Stored data entries:
——————————

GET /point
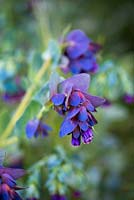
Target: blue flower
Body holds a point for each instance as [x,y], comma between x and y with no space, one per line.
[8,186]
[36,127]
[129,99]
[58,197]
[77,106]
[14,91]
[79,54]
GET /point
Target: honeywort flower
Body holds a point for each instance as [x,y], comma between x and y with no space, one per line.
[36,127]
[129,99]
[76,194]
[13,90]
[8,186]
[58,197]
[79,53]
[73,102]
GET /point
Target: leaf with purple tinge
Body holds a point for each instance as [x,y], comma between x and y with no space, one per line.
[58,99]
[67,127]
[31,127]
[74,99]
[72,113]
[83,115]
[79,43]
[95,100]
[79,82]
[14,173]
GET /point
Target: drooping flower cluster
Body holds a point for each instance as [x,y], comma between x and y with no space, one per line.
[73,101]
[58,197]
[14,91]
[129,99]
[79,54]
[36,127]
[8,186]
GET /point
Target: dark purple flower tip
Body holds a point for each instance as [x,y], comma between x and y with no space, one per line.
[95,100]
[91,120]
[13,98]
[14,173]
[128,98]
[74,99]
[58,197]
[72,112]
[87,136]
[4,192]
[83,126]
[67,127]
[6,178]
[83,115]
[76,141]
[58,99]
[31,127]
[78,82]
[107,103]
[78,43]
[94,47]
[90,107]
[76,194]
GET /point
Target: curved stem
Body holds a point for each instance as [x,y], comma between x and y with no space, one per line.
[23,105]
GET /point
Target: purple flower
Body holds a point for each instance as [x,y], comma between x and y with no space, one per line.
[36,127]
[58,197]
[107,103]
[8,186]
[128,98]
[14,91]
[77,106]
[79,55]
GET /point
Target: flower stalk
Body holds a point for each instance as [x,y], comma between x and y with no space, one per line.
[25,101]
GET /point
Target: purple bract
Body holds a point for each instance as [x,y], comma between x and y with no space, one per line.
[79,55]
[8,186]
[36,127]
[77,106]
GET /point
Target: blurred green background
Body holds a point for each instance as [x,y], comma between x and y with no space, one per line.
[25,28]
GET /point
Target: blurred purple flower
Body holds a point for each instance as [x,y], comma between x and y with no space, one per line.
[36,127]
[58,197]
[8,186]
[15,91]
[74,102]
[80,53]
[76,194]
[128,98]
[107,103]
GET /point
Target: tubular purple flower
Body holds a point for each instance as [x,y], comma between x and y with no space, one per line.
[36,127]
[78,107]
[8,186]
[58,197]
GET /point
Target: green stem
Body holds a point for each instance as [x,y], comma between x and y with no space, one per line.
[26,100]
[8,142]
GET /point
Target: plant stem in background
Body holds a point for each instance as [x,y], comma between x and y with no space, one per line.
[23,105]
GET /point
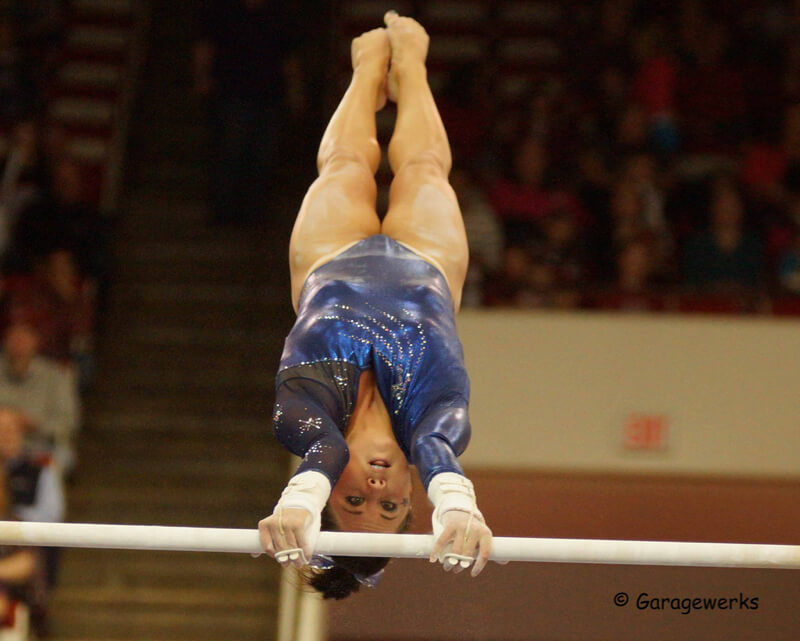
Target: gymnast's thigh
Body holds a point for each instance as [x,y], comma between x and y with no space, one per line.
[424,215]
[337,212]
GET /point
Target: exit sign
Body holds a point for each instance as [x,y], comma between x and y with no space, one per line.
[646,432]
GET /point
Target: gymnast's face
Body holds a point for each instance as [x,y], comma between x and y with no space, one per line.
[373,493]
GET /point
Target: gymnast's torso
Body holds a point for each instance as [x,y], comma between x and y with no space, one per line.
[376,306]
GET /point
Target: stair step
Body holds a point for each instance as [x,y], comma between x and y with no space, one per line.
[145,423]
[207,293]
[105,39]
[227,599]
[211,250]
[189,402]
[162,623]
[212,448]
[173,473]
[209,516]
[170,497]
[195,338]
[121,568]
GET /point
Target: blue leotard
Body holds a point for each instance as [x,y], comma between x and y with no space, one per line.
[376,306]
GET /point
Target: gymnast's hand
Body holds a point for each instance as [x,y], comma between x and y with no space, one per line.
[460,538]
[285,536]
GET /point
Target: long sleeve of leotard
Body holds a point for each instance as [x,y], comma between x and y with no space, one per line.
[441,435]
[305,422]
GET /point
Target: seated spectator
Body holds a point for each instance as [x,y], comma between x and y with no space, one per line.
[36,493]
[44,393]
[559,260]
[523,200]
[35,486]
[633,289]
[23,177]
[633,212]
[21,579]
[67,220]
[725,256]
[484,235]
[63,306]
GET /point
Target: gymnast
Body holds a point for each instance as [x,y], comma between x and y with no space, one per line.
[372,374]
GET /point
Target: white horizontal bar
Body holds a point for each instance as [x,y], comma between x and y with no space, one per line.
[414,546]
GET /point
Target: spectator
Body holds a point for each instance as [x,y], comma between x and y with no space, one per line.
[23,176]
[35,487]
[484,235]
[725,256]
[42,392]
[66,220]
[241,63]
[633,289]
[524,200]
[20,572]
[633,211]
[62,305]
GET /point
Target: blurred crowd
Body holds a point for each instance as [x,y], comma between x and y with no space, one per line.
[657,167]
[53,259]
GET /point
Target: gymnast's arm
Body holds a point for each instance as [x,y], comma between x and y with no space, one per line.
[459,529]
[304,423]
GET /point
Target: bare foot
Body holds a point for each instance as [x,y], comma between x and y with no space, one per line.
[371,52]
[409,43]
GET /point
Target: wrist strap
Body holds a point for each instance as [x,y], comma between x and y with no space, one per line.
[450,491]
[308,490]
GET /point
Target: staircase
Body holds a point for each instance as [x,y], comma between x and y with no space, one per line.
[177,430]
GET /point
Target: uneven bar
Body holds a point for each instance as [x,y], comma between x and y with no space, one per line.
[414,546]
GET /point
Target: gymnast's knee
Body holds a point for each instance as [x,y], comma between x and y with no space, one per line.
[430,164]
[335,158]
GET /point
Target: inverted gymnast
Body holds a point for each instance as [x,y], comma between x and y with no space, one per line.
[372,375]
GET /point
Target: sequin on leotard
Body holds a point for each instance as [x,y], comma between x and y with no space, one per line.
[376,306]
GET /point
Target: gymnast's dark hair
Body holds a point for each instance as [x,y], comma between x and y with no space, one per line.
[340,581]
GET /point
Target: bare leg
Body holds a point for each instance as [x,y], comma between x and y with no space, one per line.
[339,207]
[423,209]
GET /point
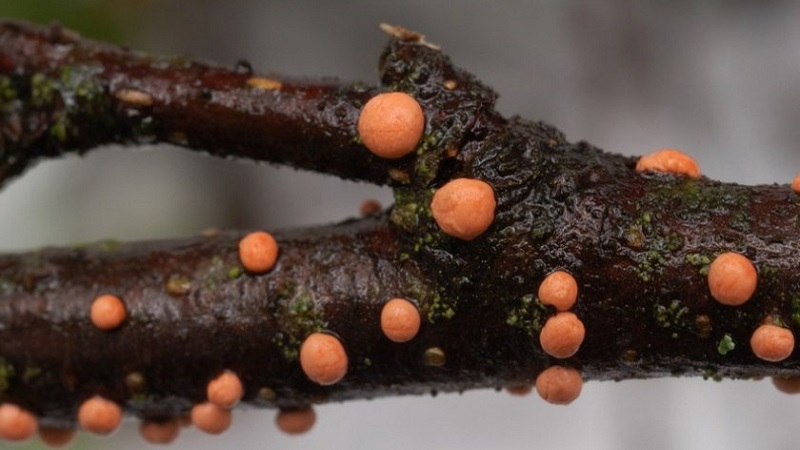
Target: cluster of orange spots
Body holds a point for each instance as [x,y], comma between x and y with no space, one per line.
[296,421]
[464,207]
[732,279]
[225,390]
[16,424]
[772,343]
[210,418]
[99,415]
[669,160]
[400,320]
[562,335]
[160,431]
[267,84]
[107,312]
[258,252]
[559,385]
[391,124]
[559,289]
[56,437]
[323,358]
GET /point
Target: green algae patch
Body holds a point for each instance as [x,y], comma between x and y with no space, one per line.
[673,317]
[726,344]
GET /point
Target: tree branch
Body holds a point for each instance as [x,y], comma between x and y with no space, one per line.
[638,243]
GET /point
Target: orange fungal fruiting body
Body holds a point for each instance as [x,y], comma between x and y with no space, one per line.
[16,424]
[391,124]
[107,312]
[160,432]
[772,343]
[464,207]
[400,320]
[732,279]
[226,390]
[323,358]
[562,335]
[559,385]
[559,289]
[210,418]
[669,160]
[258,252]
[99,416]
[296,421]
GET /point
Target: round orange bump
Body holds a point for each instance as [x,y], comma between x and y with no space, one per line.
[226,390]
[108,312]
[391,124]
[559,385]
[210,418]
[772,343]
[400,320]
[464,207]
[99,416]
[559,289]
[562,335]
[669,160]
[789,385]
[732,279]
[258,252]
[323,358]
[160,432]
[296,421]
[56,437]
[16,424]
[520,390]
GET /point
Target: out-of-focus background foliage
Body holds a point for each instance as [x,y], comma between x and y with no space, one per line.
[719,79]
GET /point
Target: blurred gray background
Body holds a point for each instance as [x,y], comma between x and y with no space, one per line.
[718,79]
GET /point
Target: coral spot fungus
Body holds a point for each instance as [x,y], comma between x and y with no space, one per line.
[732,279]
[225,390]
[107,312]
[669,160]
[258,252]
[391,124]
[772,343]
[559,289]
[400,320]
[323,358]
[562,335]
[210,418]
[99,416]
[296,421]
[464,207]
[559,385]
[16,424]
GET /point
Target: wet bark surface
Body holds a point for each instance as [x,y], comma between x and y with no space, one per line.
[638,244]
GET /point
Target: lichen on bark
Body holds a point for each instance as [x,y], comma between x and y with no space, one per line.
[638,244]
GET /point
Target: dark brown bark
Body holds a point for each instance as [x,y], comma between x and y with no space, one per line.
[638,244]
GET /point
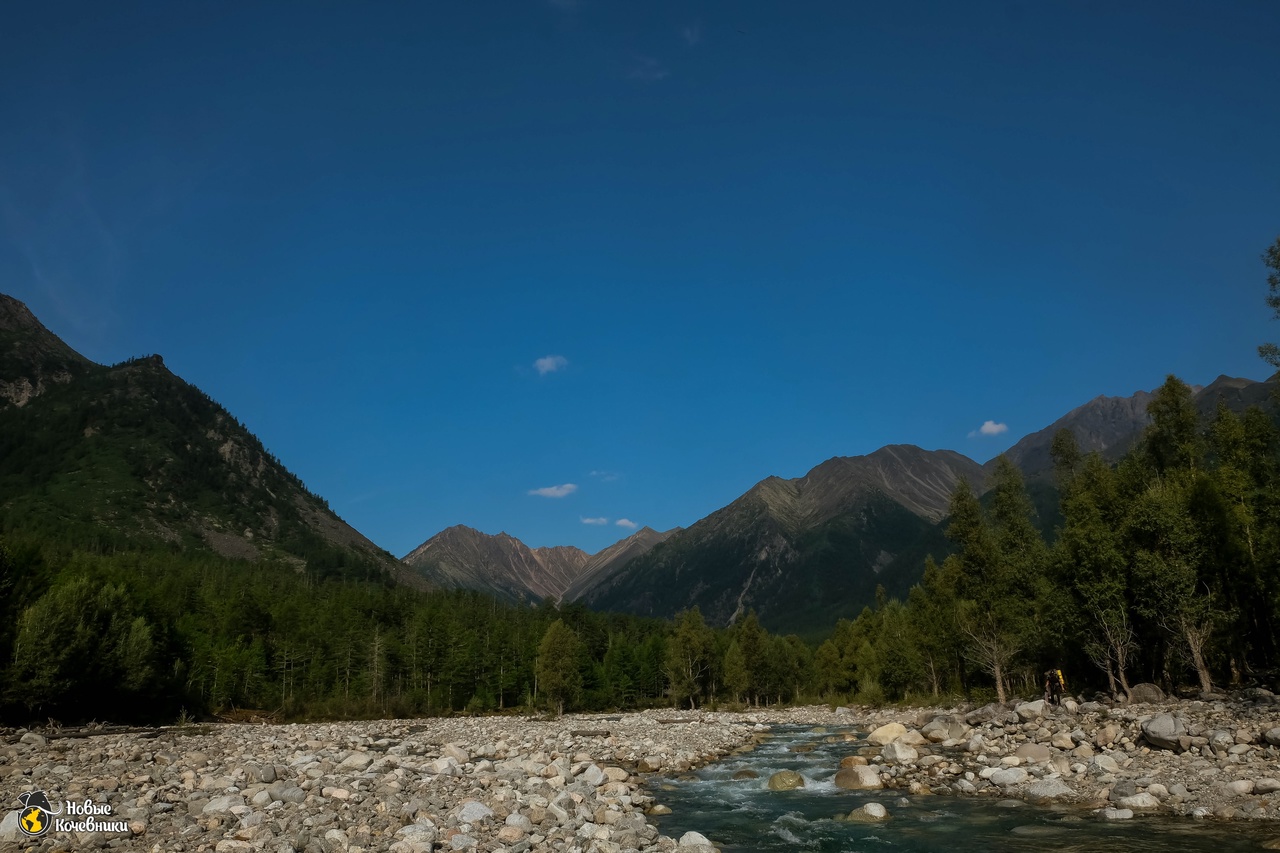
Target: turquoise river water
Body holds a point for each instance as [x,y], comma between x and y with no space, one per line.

——————————

■ **Exercise**: Each line of the records that contains the string "green" must be copied.

■ **Expected answer**:
Target: blurred green background
Target: green stem
Target: green algae patch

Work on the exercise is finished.